### GOAL OF THE EXERCISE:
In the material below, copy word for word the lines starting with the one containing "the woman's shoulder" and continuing through the one containing "x=128, y=492", including both of those lines.

[Stored data entries]
• • • • • • •

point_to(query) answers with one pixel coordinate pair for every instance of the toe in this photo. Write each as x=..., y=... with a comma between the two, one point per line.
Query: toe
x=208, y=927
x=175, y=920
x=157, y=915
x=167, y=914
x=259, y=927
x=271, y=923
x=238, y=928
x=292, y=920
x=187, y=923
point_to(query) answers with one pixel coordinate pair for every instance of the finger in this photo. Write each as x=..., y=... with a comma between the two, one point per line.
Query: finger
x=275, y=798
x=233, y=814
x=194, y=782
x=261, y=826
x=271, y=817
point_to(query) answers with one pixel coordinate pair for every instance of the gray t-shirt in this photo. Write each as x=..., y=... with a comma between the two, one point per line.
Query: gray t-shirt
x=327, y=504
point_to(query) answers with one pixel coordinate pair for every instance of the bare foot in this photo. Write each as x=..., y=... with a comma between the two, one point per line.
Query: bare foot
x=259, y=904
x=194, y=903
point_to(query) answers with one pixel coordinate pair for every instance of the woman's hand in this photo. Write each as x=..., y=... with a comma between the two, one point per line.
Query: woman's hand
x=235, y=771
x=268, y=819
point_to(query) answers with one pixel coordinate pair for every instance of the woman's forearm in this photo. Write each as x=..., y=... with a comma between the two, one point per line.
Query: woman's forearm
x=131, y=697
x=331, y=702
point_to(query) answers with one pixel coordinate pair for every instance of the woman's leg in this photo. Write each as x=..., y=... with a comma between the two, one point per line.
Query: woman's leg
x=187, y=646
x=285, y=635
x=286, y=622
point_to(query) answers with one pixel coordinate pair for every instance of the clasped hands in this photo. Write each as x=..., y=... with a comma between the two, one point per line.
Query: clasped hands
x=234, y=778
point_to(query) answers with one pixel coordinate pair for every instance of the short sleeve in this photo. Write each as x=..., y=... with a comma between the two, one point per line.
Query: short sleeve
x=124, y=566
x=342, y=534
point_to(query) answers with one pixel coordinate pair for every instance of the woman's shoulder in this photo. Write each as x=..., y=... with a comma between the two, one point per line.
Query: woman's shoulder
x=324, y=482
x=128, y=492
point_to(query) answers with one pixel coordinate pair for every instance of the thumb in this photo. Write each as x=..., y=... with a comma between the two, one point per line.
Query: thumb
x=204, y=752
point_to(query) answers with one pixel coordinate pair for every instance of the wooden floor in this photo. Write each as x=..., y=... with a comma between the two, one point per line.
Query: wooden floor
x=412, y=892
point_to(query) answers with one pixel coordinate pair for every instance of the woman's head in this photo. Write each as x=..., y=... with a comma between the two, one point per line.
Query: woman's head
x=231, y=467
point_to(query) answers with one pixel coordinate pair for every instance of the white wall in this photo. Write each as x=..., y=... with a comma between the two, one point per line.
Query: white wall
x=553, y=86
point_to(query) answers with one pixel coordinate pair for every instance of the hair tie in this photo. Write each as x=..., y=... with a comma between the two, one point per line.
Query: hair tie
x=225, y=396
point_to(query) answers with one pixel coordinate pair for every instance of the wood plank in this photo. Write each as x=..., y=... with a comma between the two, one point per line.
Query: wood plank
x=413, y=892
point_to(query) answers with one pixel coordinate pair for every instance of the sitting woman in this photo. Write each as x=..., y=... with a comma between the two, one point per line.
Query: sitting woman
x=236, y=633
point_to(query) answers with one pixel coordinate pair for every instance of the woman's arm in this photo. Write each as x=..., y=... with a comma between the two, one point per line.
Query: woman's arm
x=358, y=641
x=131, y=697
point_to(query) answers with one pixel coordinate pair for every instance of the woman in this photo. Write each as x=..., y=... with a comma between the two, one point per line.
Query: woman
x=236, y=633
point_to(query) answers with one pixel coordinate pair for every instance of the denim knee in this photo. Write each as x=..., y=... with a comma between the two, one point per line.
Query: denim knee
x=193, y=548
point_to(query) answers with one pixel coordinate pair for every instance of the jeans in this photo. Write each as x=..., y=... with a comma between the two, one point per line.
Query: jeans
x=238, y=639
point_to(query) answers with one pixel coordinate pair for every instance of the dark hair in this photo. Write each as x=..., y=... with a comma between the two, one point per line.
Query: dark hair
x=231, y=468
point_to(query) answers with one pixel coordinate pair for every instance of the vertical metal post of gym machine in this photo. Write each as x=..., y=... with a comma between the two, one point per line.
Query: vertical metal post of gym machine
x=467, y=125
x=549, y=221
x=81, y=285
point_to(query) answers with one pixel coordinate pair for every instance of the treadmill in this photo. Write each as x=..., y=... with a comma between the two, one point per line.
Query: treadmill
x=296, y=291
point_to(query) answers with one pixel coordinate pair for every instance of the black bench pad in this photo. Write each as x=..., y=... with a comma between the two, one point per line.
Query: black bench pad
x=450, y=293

• • • • • • •

### SOLUTION TO THIS TASK:
point_to(query) answers with one pixel coordinate pair for every instance of the woman's shoulder in this photo. Write each as x=..., y=... with a comma between the two, one point per line.
Query: woman's shoulder
x=324, y=482
x=128, y=492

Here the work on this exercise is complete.